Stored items
↓↓↓

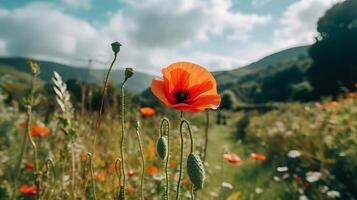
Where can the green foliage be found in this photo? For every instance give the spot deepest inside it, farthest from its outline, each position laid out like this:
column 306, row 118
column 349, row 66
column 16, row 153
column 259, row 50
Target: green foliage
column 229, row 100
column 334, row 53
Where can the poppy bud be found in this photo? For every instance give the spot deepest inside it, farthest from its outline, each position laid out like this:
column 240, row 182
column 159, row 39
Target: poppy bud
column 129, row 72
column 195, row 170
column 121, row 193
column 116, row 47
column 162, row 147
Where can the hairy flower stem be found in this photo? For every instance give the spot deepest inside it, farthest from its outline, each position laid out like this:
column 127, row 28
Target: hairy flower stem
column 104, row 94
column 142, row 162
column 24, row 142
column 167, row 187
column 90, row 156
column 122, row 134
column 183, row 121
column 206, row 137
column 37, row 173
column 73, row 170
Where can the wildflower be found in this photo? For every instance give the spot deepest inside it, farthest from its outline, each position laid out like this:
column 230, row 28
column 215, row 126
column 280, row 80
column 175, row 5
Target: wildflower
column 235, row 196
column 152, row 170
column 147, row 111
column 130, row 173
column 40, row 130
column 227, row 185
column 232, row 158
column 100, row 176
column 282, row 169
column 303, row 197
column 84, row 157
column 22, row 125
column 294, row 154
column 187, row 87
column 28, row 190
column 297, row 179
column 172, row 163
column 28, row 165
column 333, row 194
column 313, row 176
column 258, row 156
column 111, row 168
column 258, row 190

↑↑↑

Assigned task
Copy the lines above exactly. Start with the line containing "Where can the poppy", end with the line containing "column 175, row 5", and include both.

Written reply
Where can the poppy bud be found in this photo? For every instance give the spot deepest inside it, farthest from its outline, each position laid out like this:
column 240, row 182
column 159, row 39
Target: poppy bud
column 129, row 72
column 195, row 170
column 121, row 193
column 116, row 47
column 162, row 147
Where can the hairy flower stem be found in this photo? For every instance give the spot deepest inside it, farthest from its outline, each position laid out like this:
column 127, row 28
Target: hairy flower stem
column 104, row 94
column 142, row 162
column 24, row 142
column 167, row 187
column 90, row 156
column 122, row 134
column 183, row 121
column 206, row 137
column 37, row 173
column 73, row 170
Where can the wildflower be found in this photo? For every instance give the spot deepest inside it, farthest from its outline, each position laid out like this:
column 230, row 28
column 215, row 126
column 280, row 80
column 175, row 5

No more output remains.